*ACTIVITY*. Omit the images, then repeat the listing exactly.

*RECORDED INFORMATION*.
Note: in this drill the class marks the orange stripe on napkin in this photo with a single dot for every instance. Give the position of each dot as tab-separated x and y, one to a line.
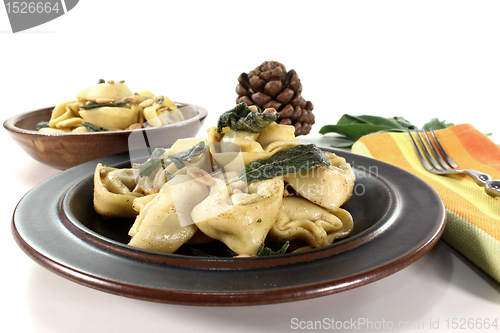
473	216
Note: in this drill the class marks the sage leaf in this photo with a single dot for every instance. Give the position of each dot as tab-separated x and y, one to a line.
95	105
295	159
93	128
152	163
436	124
242	118
352	128
265	251
177	162
191	152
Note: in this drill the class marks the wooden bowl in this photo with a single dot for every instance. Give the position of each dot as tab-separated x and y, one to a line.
65	150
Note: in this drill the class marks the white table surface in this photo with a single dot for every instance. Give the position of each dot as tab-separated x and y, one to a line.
391	58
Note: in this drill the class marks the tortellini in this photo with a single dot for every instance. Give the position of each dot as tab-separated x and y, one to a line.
111	106
254	146
193	193
240	220
327	186
300	219
158	226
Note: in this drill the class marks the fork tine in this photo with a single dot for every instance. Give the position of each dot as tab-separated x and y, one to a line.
419	153
440	163
443	152
426	151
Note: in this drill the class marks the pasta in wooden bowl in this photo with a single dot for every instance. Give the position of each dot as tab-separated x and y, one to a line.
99	123
250	189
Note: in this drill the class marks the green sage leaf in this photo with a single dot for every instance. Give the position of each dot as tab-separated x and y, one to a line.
42	124
265	251
191	152
436	124
152	163
295	159
93	128
242	118
95	105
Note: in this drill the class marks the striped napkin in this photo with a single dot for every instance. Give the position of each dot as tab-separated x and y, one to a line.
473	217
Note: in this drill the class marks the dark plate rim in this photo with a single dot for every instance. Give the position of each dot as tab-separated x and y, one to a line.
381	264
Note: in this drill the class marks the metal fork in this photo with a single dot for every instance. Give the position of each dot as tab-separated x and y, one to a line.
442	164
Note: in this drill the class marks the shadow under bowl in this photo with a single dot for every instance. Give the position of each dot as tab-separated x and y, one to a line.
66	150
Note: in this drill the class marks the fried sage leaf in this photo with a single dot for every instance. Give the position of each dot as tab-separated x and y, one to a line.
295	159
42	124
242	118
93	128
154	161
187	154
352	128
265	251
95	105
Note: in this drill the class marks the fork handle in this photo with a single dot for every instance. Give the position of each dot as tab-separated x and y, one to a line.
492	187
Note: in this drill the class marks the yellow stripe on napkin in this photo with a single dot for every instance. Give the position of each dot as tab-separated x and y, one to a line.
473	217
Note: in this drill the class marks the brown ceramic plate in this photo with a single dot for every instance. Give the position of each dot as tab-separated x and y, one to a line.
65	150
398	218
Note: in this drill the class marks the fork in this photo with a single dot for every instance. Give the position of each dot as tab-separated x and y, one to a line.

*RESPONSE TO THE EXERCISE*.
Note: in this drill the class marks the orange stripe on napkin in this photo with a single dot for every instance. Give the position of each dot as tab-separated x and y, one to a line.
473	216
Note: in this drill the class marks the sage leaf in this photo with a single dot for every instance. Give the position of each dot as tab-separated x and y, one to a line.
95	105
295	159
93	128
152	163
436	124
242	118
352	128
265	251
177	162
191	152
Note: in this drill the class marks the wooden bowl in this photo with a single dot for every instance. Give the position of each dot as tab-separated x and y, one to a line.
65	150
Note: in this drill the class marks the white table surface in this photo with a single dot for every instance. Give the position of each dot as tab-separated x and y, one to a line.
391	58
Note: in this drill the class marks the tortellini in this photo with a single dot for every instance. Give the position of each dot as tab-separated x and y, one to a line.
111	106
254	146
193	193
240	220
327	186
300	219
158	226
Note: in this drill the class marks the fork tine in this photo with a single dot for every instance. Give the position of each dot as tab-separated x and y, one to a line.
419	153
440	163
443	152
426	151
Note: in this drill the class marks the pasta in wooden bowl in this photo with a single dot for every instance. Give the position of each dot as tab-separated x and y, one to a line.
99	123
250	189
Note: in this drill the class marks the green sage leaf in this photo with a single dot for every instance. Give the position of each dot as tab-separated x and y, one to a line.
42	124
265	251
191	152
436	124
152	163
295	159
93	128
242	118
95	105
Note: in this drill the class marks the striped napkin in this photo with a single dot for every instance. Give the position of each dot as tab-separated x and y, one to a line.
473	217
Note: in this drill the class marks the dark plate rim in this photo with a single dot for every instance. Give the position of each dot as tab-separated x and y, one to a line.
381	264
Note: in this drill the class marks the metal fork in this photo with a single dot for every instance. Give the position of each dot as tab-separated x and y, one to a line.
442	164
Note: in this drill the class marks the shadow under bowl in this photo with a single dot for every instance. Give the position of each dot as tab-separated x and y, one to a line.
66	150
Note: in this drill the class marks the fried sage leaf in this photo with a single dot for every instance. Give the position of each dot as tab-separated x and y, one to a line.
295	159
42	124
242	118
93	128
154	161
187	154
352	128
265	251
95	105
Note: in this drill the class marks the fork handle in this photo with a single dot for every instance. Give the position of each dot as tab-separated x and y, one to a line.
492	187
Note: in this drill the class marks the yellow stripe on napkin in this photo with a single dot for every instance. Give the position of each dot as tab-separated x and y, one to a line.
473	217
Note: in this drill the class marks the brown ceramic plate in this photo with a single dot for every instance. Give the position of each dot as tab-separated x and y, one to a line.
65	150
398	218
Note: in this drill the class marks the fork in this photo with a single dot for every instance. Give the position of each dot as tab-separated x and y, one to a line.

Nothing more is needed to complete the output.